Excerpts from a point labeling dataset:
::::
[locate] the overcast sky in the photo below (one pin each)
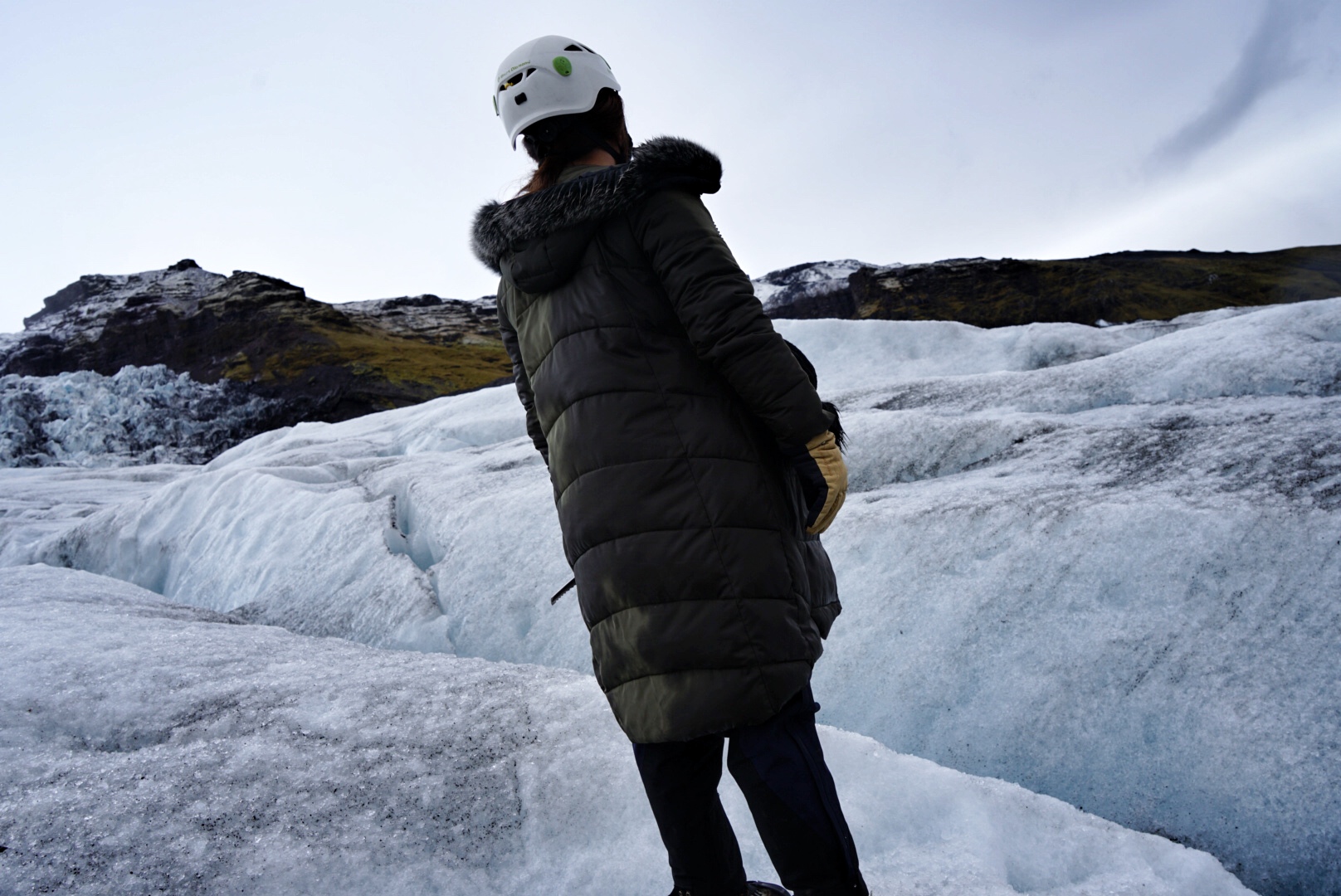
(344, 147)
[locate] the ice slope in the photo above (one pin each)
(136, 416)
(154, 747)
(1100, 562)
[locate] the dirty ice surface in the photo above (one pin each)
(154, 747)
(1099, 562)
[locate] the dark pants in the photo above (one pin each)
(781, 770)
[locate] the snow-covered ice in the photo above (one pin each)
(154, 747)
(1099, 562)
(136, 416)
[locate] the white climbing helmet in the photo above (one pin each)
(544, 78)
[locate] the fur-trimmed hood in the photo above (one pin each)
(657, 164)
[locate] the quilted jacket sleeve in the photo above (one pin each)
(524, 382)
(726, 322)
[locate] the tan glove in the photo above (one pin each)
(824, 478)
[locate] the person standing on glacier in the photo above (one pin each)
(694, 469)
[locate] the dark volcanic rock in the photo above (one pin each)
::::
What is needed:
Retype all of the material above word for word, leaving the pictures out.

Written reply:
[locate] the overcast sky in the photo below (one pin each)
(344, 147)
[locate] the ice slope in the photo above (one pin each)
(136, 416)
(154, 747)
(1100, 562)
[locate] the dirty ice surface in the photo above (one pin each)
(154, 747)
(1099, 562)
[locate] the dark pants in the photo above (one pin each)
(781, 770)
[locate] the snow-covered ice in the photo above (one pin each)
(154, 747)
(1099, 562)
(136, 416)
[locate] the white climbing helmet in the photo above (one pin each)
(544, 78)
[locate] the fur-trimmed hood in the photo above (one pin each)
(657, 164)
[locate] the quilted jacket sleeve in the photo above (one pin each)
(524, 382)
(726, 322)
[locate] the tan glove in the photo above (one pin each)
(824, 478)
[locate] the person standing on glacier in the photo above (one pin each)
(694, 469)
[locate] the dark volcanic rock in the photo above (one pin each)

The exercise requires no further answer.